## [Задания для выполнения]
1 > В скольких строках списка встречается слово «train»? Подсчитайте их и дайте только число.
2 > Подхватите отрывок о ранней истории Москвы и продолжите его после последнего предложения.

## [Отрывок текста]
━━━━━━━━━━━━━━━━━━━━━━━━━━━━━━

В 1147 году Святослав Ольгович шел к Москве уже по проторенной дороге. От Карачева он двинулся на север к Козельску, из Козельска к Оке, остановившись в Лобыньске при впадении реки Протвы в Оку. Здесь он получил предложение от Юрия Долгорукого – «Смоленскою волость воевати», и, действительно, пошел походом на верховья Протвы, откуда отправился в Москву. Комментируя летописные известия о Москве, С. Ф. Платонов правильно отмечает ее пограничное положение.[44] Москва занимала крайнее положение на западе Владимиро—Суздальской земли, дальше уже начиналось Смоленское княжество, к югу за Окой лежали земли черниговские, а на юго—востоке – рязанских князей. Путь из Владимира шел по Клязьме до ее верхнего течения, а отсюда поворачивал на юг к Москве, вероятно, по Яузе, как это отметил еще И. Е. Забелин, указавший на существование села Мытищи в том месте, где между Яузой и Клязьмой лежит водораздельный участок, который проходили «волоком». Поэтому первоначальное местонахождение городка на Яузе становится довольно вероятным. Здесь кончался путь от бассейна Клязьмы к Москве—реке. Низкий лужок, примыкавший с востока к Китай—городу, еще в XVI веке назывался Пристанищем, а гора на правом берегу Яузы у церкви Николы—Воробьино именовалась Гостиной горой.[45]

В XII веке район Москвы начинает привлекать к себе все большее количество поселенцев. К этому времени относятся «красные села» боярина Кучки, усадьбу которого надо искать где—нибудь в районе позднейшего «Кучкова поля», у позднейших Сретенских ворот, поблизости от которых находилось Городище у церкви Николы на Драчах. Построение города на устье Неглинной – это третий этап в начальной истории Москвы, результат княжеской деятельности Юрия Долгорукого. Вероятное название нового города – Москов или Московь—городок, как называет Москву первое летописное известие. Позже одерживает верх привычная форма, связанная с названием реки Москвы.

В XII веке Москва упоминается редко и обычно в связи с военными событиями – явный признак того, что она не выросла еще в сколько—нибудь значительный пункт. Город продолжает сохранять значение крайнего оплота Владимирского княжества на его западной окраине, передового пункта по отношению к Рязанской земле. Обычная дорога из Рязани во Владимир шла кружным путем по Москве—реке и далее по Клязьме, так как Владимир и Рязань разделяли непроходимые леса и болота. Это своеобразное положение Москвы как передаточного пункта между Рязанью, Черниговом и Владимиром становится все более заметным во второй половине XII века. В 1175 году Москва была местом остановки князей, претендовавших на владение Владимиро—Суздальской землей по смерти Андрея Боголюбского.[46] Один из них поехал из Москвы в Переяславль Залесский, другой направился во Владимир.

━━━━━━━━━━━━━━━━━━━━━━━━━━━━━━

## [Исходные данные]

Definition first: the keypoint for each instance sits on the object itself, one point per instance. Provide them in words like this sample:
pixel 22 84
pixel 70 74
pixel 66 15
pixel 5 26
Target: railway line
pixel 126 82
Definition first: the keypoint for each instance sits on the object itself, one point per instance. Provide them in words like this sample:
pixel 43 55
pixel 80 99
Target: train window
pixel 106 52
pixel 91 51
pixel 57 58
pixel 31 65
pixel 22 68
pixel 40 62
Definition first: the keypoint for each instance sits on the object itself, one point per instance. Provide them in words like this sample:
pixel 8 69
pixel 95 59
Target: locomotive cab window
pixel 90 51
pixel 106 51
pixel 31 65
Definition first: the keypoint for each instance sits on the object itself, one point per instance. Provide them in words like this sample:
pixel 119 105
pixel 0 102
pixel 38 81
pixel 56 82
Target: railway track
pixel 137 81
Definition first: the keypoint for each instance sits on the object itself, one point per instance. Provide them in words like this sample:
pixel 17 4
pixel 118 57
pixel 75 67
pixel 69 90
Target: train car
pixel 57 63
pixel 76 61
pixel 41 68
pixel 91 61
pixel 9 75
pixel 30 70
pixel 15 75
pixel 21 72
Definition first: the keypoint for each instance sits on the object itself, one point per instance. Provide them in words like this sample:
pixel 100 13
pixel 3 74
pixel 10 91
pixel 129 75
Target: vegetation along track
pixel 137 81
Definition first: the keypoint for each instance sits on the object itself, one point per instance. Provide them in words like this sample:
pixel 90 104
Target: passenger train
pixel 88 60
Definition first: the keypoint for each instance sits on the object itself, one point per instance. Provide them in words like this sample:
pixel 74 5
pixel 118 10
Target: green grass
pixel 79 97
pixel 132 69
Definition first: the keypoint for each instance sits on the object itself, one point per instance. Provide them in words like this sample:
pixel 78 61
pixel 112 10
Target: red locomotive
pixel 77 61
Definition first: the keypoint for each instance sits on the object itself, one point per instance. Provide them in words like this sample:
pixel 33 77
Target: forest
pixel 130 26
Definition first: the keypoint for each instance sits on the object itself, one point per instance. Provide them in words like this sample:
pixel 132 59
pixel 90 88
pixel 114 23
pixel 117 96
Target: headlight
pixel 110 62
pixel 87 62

━━━━━━━━━━━━━━━━━━━━━━━━━━━━━━

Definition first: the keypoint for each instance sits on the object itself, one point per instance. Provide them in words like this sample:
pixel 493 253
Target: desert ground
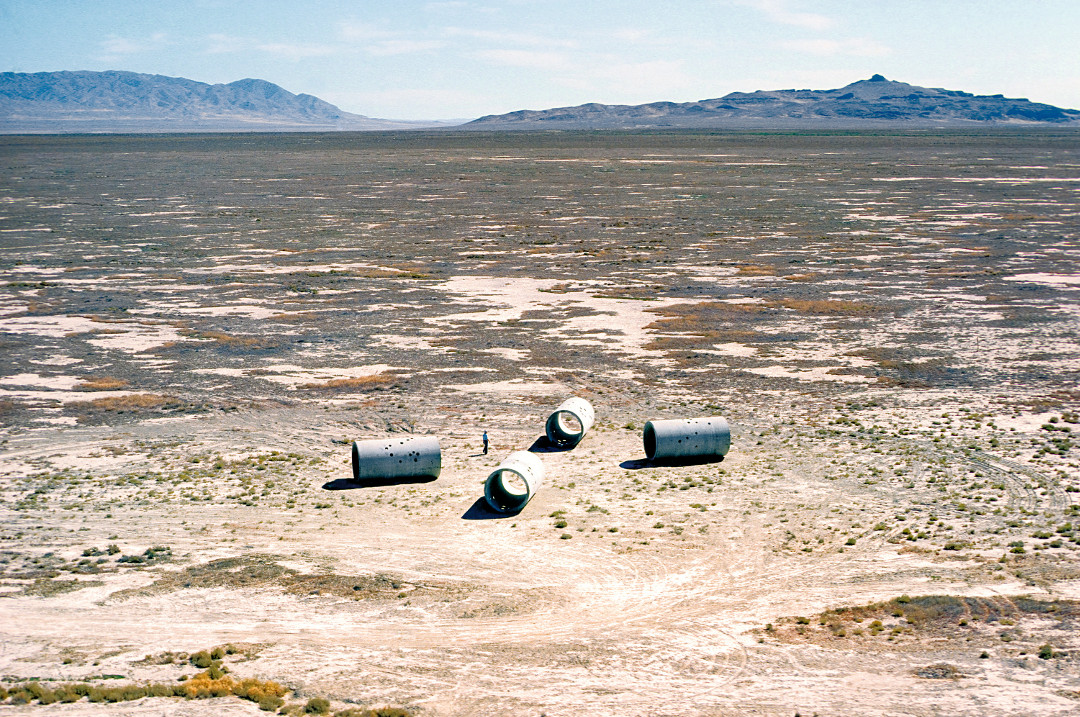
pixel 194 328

━━━━━━━━━━━━━━━━━━━━━━━━━━━━━━

## [Ответы по заданиям]
1 > 3

2 >
В 1207 году князь Всеволод Большое Гнездо предполагал идти походом на Чернигов. Местом для сбора сыновей Всеволода сделалась Москва. Сюда пришел Константин, княживший в Ростове, сюда пришли и другие сыновья Всеволода: Юрий, Ярослав и Владимир.

Итак, дороги из Владимира, Переяславля и Ростова ведут к Москве. Тут есть возможность прокормиться и отдохнуть пришедшим воинам перед новым походом. Москва начала XIII века – уже не просто пограничный пункт, а удобное место для сбора и отдыха войска, база для действий против черниговских князей. В Москву должны были прийти и рязанские князья, шедшие вверх по Оке. Узнав об измене рязанских князей, Всеволод переменил свой план и вторгся в Рязанскую землю.[47] Исходным пунктом для этого вторжения была Москва. В свою очередь, рязанские князья, нападая на Владимиро—Суздальскую землю, прежде всего обрушиваются на Москву и разоряют ее окрестности.[48] Москва упоминается каждый раз, когда речь идет о борьбе владимирских и рязанских князей.

Известия о Москве XII–XIII веков очень немногочисленны, но за скудными летописными строками уже можно различить признаки ее экономического роста. Рассказывая о нападении на Москву рязанского князя Глеба в 1177 г., летописец роняет драгоценные слова: «Глеб на ту осень приехал на Московь и пожег город весь и села».[49]

Значит, Москва не просто село или неукрепленный посад, а крепость («город»), к тому же еще окруженная селами.

Выросшее значение Москвы становится особенно заметным в начале XIII века. Сыновья Всеволода таким образом разделили между собой отцовские земли: старший, Константин, сел в Ростове, второй, Юрий – во Владимире, третий, Ярослав – в Ярославле. Четвертым по старшинству был Владимир; он выбрал своим стольным городом Москву, принадлежавшую к уделу Юрия.

Вопрос о владении Москвой имел немалое значение в распрях между наследниками Всеволода. Поход Юрия и Ярослава против их старшего брата Константина закончился заключением мирного договора. Владимир не был пассивным зрителем междоусобной войны между старшими братьями, а пытался прочно утвердиться в Москве и даже расширить свои владения. Вместе с дружиной и москвичами он подступил к Дмитрову, жители которого мужественно защищались и отбили нападение. Владимир осаждал Дмитров «с москвичи и с дружиною своею». Термин «москвичи» звучит многознаменательно. Конечно, это не только горожане, но в то же время и не одни землевладельцы со своими вооруженными отрядами.

Чтобы принудить Владимира покинуть Москву, Юрий был вынужден просить помощи у братьев и начать осаду Москвы. Только тогда Владимир согласился вести переговоры и покинул город.[50]

В известии о взятии Москвы татарами в 1237 году еще яснее выступает перед нами значение Москвы как крупного города. «Взяли Москву татары, – пишет летописец, – и воеводу убили Филиппа Нянка за правоверную хрестьянскую веру, а князя Володимира взяли в плен, сына Юрьева, а людей перебили от старцев и до грудных младенцев, а град и церкви святые сожгли и монастыри все, села пожгли и захватили много имущества».[51] Московский князь Владимир, названный в известии 1237 года, – это малолетний сын великого князя Юрия Всеволодовича, племянник первого московского князя Владимира.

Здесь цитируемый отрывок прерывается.